■ Task goal ■
Would it be possible to quote, exactly and in full, the lines from the one with "[point] every instance of the playset" through the end of the entries below?

Records from a data collection
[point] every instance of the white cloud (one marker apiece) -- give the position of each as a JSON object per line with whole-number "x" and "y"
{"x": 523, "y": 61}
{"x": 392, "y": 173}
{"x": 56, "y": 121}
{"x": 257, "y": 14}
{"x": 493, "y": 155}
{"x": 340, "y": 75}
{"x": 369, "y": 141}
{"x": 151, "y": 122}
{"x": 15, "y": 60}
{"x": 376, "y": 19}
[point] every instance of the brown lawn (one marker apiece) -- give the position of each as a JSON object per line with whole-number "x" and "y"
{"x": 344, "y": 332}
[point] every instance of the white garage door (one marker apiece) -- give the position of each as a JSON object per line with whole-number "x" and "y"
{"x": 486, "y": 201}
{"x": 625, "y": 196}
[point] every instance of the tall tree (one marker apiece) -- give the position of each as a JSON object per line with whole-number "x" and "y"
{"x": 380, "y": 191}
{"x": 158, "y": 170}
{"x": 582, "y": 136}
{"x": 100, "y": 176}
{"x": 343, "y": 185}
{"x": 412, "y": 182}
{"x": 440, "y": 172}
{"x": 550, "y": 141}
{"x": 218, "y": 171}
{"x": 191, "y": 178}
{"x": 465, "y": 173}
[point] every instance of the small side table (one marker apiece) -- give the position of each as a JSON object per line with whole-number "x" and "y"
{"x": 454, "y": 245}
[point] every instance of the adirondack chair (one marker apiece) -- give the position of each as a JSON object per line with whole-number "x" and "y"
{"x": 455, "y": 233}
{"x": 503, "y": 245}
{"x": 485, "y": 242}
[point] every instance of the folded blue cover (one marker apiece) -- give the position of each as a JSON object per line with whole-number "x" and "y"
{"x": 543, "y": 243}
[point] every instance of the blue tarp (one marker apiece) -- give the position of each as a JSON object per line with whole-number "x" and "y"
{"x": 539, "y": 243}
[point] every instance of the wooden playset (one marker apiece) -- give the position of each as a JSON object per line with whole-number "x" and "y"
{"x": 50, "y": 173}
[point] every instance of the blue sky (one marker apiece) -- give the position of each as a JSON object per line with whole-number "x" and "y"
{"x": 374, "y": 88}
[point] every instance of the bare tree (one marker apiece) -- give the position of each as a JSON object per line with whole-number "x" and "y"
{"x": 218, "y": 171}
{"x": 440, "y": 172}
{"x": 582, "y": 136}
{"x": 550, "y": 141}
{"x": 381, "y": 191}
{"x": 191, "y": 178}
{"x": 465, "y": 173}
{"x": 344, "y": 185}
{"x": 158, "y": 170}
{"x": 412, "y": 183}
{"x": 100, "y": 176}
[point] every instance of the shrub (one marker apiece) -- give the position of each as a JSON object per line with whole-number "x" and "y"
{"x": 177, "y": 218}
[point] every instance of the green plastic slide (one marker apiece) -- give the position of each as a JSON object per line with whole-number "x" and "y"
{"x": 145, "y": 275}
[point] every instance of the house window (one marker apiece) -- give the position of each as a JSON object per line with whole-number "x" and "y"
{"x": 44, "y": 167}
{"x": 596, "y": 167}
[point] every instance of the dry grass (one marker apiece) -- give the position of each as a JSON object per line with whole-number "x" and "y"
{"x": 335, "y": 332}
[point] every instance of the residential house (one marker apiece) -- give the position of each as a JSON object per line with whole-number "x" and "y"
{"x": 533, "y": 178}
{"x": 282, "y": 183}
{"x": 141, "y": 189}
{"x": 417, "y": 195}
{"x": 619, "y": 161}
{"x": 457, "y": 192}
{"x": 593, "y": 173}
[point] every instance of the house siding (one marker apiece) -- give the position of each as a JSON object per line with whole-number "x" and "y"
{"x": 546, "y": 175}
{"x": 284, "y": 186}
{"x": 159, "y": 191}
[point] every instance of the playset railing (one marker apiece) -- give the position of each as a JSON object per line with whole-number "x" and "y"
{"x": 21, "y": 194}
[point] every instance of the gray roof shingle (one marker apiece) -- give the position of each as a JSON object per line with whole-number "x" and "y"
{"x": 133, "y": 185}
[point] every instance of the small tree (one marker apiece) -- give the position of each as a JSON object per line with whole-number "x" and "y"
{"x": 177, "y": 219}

■ Answer box ■
[point] every instance of the playset railing (one marker apiece) -- give the position of each as a JSON object per line with whole-number "x" and "y"
{"x": 21, "y": 194}
[point] every instance of the gray roof shingle (one marker apiece) -- give the position of each as a JSON object per line with whole-number "x" and "y"
{"x": 133, "y": 185}
[point] every instance of the small tree (one marker apiece) -- give the position of each as a JSON object per line with whole-number "x" and "y"
{"x": 177, "y": 219}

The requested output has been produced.